**WHAT YOU HAVE TO DO**.
Extract the complete listing and output it unchanged.

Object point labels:
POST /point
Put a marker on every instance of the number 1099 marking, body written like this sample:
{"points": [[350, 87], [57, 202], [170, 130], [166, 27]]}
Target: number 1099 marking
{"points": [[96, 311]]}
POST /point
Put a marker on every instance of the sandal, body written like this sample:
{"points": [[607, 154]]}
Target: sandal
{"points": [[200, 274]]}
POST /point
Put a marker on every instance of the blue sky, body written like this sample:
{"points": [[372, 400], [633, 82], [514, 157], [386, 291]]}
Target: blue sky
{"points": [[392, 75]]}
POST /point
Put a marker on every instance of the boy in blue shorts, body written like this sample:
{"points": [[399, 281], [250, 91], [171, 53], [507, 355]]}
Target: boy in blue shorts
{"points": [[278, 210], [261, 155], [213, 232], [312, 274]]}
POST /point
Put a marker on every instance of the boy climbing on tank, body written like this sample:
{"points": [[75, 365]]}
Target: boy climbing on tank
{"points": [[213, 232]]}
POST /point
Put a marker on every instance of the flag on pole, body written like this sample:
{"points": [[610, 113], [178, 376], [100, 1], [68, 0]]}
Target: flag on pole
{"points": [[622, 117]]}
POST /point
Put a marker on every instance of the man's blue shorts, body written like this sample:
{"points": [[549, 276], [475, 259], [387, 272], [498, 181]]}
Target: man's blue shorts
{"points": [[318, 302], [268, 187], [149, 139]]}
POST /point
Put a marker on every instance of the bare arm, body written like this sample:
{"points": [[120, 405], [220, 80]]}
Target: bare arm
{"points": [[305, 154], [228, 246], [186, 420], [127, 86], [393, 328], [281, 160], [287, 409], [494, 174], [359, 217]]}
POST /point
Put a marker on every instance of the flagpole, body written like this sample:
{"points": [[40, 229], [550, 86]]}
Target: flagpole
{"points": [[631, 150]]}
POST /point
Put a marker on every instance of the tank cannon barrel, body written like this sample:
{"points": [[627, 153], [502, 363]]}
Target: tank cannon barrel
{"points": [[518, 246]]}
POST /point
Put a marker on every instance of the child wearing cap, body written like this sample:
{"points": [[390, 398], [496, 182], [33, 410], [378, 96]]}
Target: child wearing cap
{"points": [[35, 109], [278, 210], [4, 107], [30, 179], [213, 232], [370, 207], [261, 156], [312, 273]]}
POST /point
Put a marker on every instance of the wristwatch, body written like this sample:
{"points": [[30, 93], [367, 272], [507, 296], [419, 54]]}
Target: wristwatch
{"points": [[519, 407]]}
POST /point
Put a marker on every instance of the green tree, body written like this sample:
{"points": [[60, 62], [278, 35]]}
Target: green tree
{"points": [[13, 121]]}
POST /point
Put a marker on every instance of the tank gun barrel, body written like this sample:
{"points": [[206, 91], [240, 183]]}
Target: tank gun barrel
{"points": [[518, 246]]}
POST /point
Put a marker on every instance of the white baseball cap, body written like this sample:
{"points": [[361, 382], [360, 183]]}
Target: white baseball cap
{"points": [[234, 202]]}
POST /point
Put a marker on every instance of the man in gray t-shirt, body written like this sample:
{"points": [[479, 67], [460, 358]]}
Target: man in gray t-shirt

**EXERCISE RESPONSE**.
POST /point
Put a marker on every instance of the number 1099 marking, body written like this sample:
{"points": [[350, 87], [57, 202], [170, 130], [166, 27]]}
Target: number 1099 marking
{"points": [[96, 311]]}
POST /point
Put a marker on every instance of the sandal, body written like this sample:
{"points": [[607, 154]]}
Target: sandal
{"points": [[200, 274]]}
POST /point
Put a marker on every instance of the blue sky, body written like this sample:
{"points": [[372, 400], [633, 82], [514, 157], [386, 291]]}
Target: blue sky
{"points": [[392, 75]]}
POST /point
Put a marker on every instance of the boy in blue shorts, body written like this sample:
{"points": [[399, 281], [250, 91], [171, 53], [507, 355]]}
Target: boy in blue shorts
{"points": [[278, 210], [261, 155], [213, 232], [312, 274]]}
POST /point
Put a marker on every instance of the boy climbing on tank, body written like this sample:
{"points": [[75, 365]]}
Target: boy climbing on tank
{"points": [[213, 232]]}
POST /point
Put a marker on every instance of the flag on pole, body written like this sample:
{"points": [[610, 113], [178, 376], [100, 1], [68, 0]]}
Target: flag on pole
{"points": [[622, 117]]}
POST /point
Put a marker on every instance of the man's blue shorts, body written like this sample:
{"points": [[549, 276], [475, 259], [387, 272], [498, 181]]}
Target: man's blue shorts
{"points": [[318, 302], [268, 187], [149, 139]]}
POST /point
Put a marker on every instance of the bare arm, body written like this sample:
{"points": [[120, 405], [220, 80]]}
Target: bare arm
{"points": [[305, 154], [228, 246], [186, 420], [127, 86], [393, 328], [281, 160], [287, 409], [494, 174], [359, 217]]}
POST /point
Put a marker on every instance of the flagpole, body written like this sample:
{"points": [[40, 229], [550, 86]]}
Target: flagpole
{"points": [[631, 150]]}
POST /point
Put a marker on every instance of the tank cannon barrel, body written like this sample:
{"points": [[627, 153], [502, 363]]}
Target: tank cannon barrel
{"points": [[518, 246]]}
POST /point
Put a marker on every instance of the child wearing cap, body written like this sample:
{"points": [[390, 398], [496, 182], [33, 410], [378, 96]]}
Target: child wearing cap
{"points": [[35, 109], [278, 210], [4, 107], [30, 179], [213, 232], [370, 207], [261, 156], [312, 273]]}
POST /point
Put a marker on every instance of the wristwatch, body written like this sample:
{"points": [[30, 93], [367, 272], [507, 296], [419, 54]]}
Target: wristwatch
{"points": [[519, 407]]}
POST /point
Put a marker on every instance of the green tree, body written like this sample:
{"points": [[60, 62], [278, 35]]}
Target: green tree
{"points": [[13, 121]]}
POST /point
Put a marker on every instance of the tank gun barrel, body written like this sample:
{"points": [[206, 91], [240, 183]]}
Target: tank gun barrel
{"points": [[518, 246]]}
POST /point
Put a marker on every instance of the white baseball cap, body written like this sample:
{"points": [[361, 382], [360, 183]]}
Target: white baseball cap
{"points": [[234, 202]]}
POST /point
Put a marker on every instance of the man in gray t-shirt, body written like this sample:
{"points": [[479, 67], [460, 358]]}
Target: man in gray t-shirt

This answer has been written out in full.